> [Exercise requirements]
Repeat exactly the lines of the listing from the line containing "the elk head" through its last line, and nothing beyond them.

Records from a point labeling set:
# # # #
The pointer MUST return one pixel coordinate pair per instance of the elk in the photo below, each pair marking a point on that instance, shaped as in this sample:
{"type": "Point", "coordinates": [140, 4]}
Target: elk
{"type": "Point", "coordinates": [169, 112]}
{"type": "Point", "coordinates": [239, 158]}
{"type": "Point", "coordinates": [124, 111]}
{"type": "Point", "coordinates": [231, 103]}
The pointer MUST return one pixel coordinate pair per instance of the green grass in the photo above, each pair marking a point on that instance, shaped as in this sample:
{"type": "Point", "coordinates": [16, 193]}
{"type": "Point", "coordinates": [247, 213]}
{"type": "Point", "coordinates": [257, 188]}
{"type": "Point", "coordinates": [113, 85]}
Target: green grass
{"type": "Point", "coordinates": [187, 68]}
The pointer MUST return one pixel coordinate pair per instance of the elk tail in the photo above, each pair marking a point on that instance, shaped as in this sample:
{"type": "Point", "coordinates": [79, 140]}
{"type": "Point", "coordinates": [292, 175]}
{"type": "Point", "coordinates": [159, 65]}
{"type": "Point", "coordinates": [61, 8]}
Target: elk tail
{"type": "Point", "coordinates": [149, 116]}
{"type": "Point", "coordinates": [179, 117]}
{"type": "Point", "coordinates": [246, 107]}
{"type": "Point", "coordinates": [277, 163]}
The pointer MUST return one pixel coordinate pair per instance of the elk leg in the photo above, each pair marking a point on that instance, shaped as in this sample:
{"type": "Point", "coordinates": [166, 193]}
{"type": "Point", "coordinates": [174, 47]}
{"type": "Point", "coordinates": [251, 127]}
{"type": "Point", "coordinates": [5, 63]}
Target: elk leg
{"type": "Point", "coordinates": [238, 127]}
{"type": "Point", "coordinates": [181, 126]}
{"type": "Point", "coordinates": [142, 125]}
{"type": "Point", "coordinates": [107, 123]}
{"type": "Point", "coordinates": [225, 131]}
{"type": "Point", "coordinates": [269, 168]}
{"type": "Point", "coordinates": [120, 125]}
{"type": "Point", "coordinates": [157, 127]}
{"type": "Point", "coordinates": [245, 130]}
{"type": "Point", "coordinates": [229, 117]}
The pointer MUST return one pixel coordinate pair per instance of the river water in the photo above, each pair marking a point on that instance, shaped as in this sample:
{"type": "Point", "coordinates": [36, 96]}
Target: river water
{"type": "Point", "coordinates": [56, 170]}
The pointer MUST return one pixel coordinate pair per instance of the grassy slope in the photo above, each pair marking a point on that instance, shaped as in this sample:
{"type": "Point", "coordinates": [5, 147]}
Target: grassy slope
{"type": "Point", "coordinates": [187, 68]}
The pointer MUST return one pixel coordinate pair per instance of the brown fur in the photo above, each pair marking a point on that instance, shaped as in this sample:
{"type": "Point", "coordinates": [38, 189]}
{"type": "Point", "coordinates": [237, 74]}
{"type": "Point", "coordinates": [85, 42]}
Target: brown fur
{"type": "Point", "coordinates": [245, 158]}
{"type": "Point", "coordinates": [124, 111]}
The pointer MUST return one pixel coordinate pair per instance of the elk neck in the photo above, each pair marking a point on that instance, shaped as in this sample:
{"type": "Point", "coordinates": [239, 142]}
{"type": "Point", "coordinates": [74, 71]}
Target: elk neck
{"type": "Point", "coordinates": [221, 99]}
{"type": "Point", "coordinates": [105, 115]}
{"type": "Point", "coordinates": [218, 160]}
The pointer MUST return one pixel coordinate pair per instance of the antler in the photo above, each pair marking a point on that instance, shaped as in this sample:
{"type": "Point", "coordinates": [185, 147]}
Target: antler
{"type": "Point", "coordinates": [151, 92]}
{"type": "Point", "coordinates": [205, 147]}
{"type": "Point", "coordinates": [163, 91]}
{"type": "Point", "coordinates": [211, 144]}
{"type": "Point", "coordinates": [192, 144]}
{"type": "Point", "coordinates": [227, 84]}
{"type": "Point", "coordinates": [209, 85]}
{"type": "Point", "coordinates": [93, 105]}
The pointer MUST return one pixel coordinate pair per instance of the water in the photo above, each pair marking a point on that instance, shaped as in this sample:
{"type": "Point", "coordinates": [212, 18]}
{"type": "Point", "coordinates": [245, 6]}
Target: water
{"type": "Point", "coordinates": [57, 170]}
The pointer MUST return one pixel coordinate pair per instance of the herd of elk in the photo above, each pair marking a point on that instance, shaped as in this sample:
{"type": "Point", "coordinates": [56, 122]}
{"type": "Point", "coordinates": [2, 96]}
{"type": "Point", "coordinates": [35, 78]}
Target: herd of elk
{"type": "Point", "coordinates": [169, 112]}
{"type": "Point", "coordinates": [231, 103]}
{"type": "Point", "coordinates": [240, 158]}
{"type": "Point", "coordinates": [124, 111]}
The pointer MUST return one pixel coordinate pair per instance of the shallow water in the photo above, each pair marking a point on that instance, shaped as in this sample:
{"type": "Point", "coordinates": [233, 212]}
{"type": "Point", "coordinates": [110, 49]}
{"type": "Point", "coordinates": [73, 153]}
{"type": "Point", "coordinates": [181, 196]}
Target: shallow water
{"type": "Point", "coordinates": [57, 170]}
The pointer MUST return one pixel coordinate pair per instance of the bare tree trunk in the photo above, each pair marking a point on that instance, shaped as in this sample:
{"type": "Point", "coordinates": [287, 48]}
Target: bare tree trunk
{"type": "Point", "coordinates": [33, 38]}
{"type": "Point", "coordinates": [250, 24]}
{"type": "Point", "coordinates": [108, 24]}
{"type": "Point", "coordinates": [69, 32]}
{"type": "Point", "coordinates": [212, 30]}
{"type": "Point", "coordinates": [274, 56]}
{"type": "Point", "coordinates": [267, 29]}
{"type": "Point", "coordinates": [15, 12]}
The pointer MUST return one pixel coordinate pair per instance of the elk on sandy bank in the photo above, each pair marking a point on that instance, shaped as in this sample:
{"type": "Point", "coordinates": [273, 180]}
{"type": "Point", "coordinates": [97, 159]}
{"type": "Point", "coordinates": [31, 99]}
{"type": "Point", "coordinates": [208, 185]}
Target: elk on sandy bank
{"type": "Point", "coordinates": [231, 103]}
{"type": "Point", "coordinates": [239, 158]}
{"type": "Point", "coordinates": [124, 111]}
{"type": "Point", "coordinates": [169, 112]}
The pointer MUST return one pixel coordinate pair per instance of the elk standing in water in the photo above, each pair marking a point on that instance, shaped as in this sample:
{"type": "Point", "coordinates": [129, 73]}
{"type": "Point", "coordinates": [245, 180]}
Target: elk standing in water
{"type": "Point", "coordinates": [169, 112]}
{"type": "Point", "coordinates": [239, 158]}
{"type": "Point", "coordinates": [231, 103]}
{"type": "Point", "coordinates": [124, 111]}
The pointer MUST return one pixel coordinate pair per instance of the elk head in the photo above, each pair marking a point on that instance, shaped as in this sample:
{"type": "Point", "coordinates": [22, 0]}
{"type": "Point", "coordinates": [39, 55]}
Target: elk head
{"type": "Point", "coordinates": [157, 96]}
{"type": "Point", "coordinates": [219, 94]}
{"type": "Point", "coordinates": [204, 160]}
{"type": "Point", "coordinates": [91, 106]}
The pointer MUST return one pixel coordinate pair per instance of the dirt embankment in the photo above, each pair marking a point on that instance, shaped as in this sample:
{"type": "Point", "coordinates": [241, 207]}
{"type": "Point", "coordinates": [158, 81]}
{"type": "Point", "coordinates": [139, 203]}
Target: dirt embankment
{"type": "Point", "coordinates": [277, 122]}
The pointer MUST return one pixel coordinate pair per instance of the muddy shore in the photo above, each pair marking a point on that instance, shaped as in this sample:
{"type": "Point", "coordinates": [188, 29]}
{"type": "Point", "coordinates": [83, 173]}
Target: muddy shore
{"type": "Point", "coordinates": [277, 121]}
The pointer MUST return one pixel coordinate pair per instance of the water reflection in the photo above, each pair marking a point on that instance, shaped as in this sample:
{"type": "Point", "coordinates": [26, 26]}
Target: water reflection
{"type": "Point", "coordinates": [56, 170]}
# # # #
> [Task result]
The pointer MUST return one pixel coordinate pair per instance of the elk head in the photo above, each pair marking a point on that instance, shaped as in this sample:
{"type": "Point", "coordinates": [22, 0]}
{"type": "Point", "coordinates": [39, 55]}
Target: elk head
{"type": "Point", "coordinates": [157, 96]}
{"type": "Point", "coordinates": [219, 94]}
{"type": "Point", "coordinates": [204, 160]}
{"type": "Point", "coordinates": [91, 106]}
The pointer MUST return one pixel coordinate pair per instance of the dirt embankment in the photo above, each pair marking a point on that instance, shaped as in this sample:
{"type": "Point", "coordinates": [241, 207]}
{"type": "Point", "coordinates": [158, 81]}
{"type": "Point", "coordinates": [139, 203]}
Target: dirt embankment
{"type": "Point", "coordinates": [277, 122]}
The pointer MUST return one pixel coordinate pair per instance of the muddy shore in the photo above, each pair marking a point on that instance, shaped as in this sample:
{"type": "Point", "coordinates": [188, 29]}
{"type": "Point", "coordinates": [83, 173]}
Target: muddy shore
{"type": "Point", "coordinates": [277, 121]}
The pointer MUST return one pixel coordinate pair per instance of the water reflection in the photo above, each pair marking a point on that instance, shaped as in this sample:
{"type": "Point", "coordinates": [26, 26]}
Target: water reflection
{"type": "Point", "coordinates": [56, 170]}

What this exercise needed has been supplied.